* **Exercise instructions**
Rewrite the material from the line containing "In the photo above, where can the roadside" through the final line, inclusive, as a numbered list, leaving out any blank lines.

#####

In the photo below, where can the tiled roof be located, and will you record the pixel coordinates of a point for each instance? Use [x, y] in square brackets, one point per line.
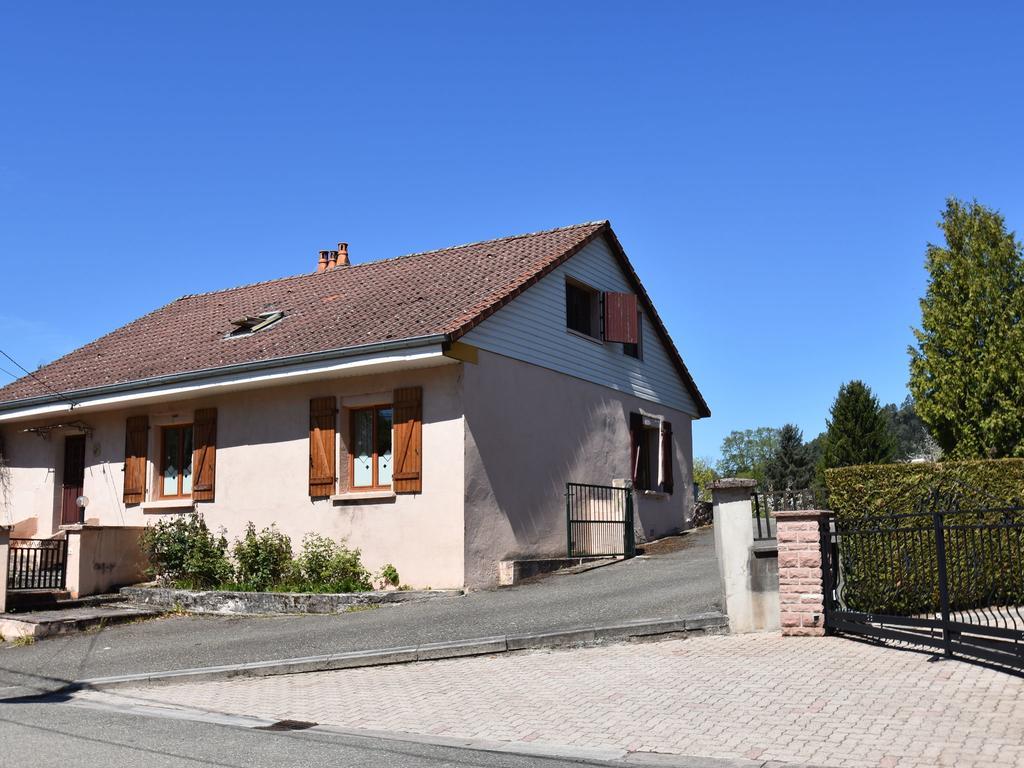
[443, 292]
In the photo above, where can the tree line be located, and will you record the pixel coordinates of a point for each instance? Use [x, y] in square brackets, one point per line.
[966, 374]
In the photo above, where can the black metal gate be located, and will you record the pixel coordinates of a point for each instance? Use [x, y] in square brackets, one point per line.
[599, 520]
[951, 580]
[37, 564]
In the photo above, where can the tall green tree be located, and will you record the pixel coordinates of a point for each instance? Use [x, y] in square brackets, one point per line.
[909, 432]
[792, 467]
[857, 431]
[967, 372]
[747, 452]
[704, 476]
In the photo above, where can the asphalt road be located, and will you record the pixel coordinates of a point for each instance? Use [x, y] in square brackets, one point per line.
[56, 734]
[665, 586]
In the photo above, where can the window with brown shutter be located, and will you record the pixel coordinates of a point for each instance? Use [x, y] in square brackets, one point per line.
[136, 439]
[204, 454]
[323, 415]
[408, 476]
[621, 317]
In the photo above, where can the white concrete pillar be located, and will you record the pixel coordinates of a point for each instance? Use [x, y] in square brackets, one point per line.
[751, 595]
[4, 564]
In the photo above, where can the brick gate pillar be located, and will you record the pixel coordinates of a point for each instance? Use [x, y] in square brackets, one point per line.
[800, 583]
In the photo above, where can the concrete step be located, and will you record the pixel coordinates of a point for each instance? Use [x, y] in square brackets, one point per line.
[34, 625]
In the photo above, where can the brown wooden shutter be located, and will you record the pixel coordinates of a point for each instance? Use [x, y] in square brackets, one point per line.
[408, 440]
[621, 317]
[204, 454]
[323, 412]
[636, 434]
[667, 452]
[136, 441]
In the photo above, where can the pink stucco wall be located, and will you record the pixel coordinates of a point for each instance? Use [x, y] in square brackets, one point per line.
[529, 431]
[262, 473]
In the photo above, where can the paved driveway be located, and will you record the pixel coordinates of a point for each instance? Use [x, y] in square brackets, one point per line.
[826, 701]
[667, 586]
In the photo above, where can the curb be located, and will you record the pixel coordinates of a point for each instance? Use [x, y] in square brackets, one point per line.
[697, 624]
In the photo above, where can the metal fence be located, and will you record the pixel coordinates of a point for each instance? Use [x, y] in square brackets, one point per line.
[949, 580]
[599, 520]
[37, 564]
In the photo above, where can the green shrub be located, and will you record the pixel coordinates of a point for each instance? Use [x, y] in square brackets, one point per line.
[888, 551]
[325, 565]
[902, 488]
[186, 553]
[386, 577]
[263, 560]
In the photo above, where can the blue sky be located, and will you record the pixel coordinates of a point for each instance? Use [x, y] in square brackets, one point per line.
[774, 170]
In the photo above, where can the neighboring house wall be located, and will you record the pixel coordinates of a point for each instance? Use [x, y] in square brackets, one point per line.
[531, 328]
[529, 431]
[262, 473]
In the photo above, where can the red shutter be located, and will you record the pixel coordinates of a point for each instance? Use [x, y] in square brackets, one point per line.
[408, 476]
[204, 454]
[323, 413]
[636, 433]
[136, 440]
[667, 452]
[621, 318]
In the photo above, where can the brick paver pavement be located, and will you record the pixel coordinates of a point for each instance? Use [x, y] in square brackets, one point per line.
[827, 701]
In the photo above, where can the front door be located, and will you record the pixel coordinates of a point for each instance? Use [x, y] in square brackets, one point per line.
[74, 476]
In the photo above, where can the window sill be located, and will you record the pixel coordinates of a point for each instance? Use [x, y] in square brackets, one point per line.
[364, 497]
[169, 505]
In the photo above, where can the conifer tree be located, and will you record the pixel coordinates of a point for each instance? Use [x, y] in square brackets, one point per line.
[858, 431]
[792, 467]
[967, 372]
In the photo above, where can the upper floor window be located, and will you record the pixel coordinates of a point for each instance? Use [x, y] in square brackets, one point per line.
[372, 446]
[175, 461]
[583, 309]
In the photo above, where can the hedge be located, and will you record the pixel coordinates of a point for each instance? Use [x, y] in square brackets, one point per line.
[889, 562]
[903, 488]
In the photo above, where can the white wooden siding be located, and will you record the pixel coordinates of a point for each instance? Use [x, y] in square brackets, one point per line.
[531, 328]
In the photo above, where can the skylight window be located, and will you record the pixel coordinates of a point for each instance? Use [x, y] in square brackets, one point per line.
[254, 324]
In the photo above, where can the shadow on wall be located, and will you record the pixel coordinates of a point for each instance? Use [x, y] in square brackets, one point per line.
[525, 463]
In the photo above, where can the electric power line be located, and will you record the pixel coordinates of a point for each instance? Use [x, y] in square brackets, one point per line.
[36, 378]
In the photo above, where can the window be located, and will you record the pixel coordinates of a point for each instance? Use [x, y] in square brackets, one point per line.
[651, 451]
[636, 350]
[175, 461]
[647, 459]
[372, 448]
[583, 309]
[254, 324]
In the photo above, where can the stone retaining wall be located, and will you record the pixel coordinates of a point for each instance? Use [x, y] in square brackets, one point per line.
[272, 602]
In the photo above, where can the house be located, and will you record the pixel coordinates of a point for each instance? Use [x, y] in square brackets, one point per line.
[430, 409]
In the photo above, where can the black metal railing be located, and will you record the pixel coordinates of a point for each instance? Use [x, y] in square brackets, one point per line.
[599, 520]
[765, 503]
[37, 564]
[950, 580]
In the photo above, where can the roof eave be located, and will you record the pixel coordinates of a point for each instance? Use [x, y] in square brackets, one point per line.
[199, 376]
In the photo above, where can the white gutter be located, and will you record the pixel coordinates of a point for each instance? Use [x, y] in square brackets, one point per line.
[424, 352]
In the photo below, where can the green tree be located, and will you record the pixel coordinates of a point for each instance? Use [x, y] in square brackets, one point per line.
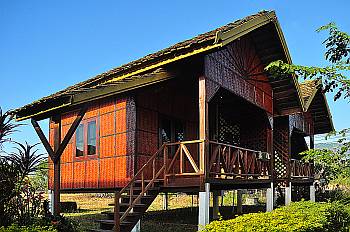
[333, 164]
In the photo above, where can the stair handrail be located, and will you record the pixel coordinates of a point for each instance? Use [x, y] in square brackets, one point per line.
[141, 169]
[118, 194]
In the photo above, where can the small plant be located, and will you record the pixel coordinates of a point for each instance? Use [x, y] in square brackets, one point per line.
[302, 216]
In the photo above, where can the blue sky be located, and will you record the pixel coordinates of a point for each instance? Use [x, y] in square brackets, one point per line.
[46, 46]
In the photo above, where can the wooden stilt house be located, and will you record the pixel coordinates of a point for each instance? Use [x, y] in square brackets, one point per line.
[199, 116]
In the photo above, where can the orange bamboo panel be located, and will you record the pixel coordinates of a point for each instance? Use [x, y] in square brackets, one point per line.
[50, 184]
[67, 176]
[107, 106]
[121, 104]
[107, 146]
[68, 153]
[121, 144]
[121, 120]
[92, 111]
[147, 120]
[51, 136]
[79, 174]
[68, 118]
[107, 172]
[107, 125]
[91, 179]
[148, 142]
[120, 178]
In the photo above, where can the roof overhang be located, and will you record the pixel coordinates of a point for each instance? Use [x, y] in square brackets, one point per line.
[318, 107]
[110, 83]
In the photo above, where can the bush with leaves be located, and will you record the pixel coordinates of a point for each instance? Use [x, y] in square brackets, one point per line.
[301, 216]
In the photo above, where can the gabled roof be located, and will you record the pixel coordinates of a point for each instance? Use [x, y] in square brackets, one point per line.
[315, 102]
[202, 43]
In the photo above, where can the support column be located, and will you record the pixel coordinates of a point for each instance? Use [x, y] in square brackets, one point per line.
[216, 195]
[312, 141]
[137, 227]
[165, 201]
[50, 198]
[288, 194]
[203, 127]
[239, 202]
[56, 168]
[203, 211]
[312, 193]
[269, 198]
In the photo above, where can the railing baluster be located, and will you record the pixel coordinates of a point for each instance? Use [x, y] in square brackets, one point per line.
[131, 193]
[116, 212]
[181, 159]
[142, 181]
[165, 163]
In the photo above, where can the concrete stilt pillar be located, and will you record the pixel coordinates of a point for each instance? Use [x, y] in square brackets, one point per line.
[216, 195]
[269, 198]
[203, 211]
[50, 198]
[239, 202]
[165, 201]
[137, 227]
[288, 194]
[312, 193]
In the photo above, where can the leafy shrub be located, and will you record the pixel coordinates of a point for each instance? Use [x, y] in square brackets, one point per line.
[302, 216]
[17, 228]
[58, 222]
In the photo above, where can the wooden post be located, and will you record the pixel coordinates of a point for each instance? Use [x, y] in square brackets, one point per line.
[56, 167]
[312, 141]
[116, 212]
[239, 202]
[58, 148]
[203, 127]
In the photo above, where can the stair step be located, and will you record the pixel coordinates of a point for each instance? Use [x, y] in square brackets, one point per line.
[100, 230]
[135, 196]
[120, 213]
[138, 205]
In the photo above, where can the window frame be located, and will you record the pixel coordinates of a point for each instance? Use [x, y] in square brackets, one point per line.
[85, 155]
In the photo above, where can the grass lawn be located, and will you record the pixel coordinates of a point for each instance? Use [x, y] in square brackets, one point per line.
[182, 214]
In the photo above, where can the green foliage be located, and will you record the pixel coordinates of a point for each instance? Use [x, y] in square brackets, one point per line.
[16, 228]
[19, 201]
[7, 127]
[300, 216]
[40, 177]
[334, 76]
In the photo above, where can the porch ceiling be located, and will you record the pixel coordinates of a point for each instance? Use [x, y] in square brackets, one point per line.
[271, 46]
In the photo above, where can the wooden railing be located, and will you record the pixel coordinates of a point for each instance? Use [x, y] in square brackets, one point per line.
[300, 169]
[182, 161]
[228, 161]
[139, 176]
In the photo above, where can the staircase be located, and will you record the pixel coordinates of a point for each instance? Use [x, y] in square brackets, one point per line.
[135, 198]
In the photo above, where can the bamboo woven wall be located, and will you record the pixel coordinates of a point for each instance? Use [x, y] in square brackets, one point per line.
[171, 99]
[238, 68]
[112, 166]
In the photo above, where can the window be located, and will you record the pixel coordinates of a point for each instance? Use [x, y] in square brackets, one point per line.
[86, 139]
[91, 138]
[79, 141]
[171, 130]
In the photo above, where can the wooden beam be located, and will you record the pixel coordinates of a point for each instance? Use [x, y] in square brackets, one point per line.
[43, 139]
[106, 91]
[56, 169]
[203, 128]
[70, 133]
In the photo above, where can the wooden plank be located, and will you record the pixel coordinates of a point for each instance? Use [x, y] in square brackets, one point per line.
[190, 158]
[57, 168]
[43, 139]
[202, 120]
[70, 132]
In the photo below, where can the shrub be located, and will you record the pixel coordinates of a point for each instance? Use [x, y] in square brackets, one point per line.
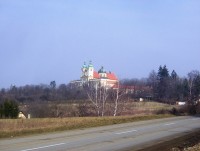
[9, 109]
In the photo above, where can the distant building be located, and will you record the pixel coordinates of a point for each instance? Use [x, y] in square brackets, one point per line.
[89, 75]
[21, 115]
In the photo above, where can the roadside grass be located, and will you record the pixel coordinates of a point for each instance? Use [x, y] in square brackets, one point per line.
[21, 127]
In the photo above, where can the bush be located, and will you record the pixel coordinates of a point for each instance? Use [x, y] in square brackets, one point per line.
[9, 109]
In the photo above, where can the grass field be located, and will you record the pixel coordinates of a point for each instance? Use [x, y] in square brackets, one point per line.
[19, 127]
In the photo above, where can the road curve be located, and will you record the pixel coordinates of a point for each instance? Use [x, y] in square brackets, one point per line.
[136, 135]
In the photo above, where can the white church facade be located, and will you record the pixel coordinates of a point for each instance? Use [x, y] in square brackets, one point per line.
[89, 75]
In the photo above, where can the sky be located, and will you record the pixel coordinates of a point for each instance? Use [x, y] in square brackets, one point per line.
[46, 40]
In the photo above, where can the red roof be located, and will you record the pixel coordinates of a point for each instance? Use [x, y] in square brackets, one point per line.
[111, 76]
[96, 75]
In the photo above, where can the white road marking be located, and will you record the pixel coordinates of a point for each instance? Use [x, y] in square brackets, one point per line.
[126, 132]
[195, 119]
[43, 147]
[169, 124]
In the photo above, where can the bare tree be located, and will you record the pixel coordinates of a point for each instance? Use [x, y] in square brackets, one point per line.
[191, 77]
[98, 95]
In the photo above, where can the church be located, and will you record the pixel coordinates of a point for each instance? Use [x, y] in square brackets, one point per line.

#####

* **Response below**
1. In the photo above, where can the roadside grass be located, and will you record the pixel coordinates of a point for each instance? Use [x, y] in square brackets, one point per line.
2. [21, 127]
3. In the photo above, where can the bush be located, and will you record the pixel coordinates of a point for each instance? Use [x, y] in square brackets, one point per line.
4. [9, 109]
5. In the photo above, where can the grass field be located, and will you record the pixel coordinates of a point for each instance? Use [x, y] in square brackets, one point per line.
6. [19, 127]
7. In the photo above, where can the road curve be located, and will you record the pixel coordinates of a point for each instance? Use [x, y] in square brackets, one point per line.
8. [136, 135]
9. In the photo above, where can the white church facade be located, and will you record the pixel coordinates of a point for each instance? Use [x, y] in square brackets, one point per line.
10. [89, 75]
11. In the photo above, where can the sky be located, and will you record the pixel coordinates of a point for each instance? Use [x, y] in square brackets, one point per line.
12. [46, 40]
13. In the photo above, where can the red roof be located, and will you record the pixel coordinates of a point for each instance? Use [x, y] in square brackets, one point per line.
14. [111, 76]
15. [96, 75]
16. In the photo above, where can the white road marking be located, and will you record the pixel coordinates of a point for each instance? Use [x, y] in square brackets, one point per line.
17. [126, 132]
18. [195, 119]
19. [43, 147]
20. [169, 124]
21. In the photo above, where can the bare tree be located, and will you record the pixel coordinates of a point for each instance? Use [x, y] in square brackets, one point per line.
22. [191, 77]
23. [98, 95]
24. In the photo above, where can the church be located, and will you record the pixel coordinates of a point for each instance? Use [x, y] in square brackets, one point per line.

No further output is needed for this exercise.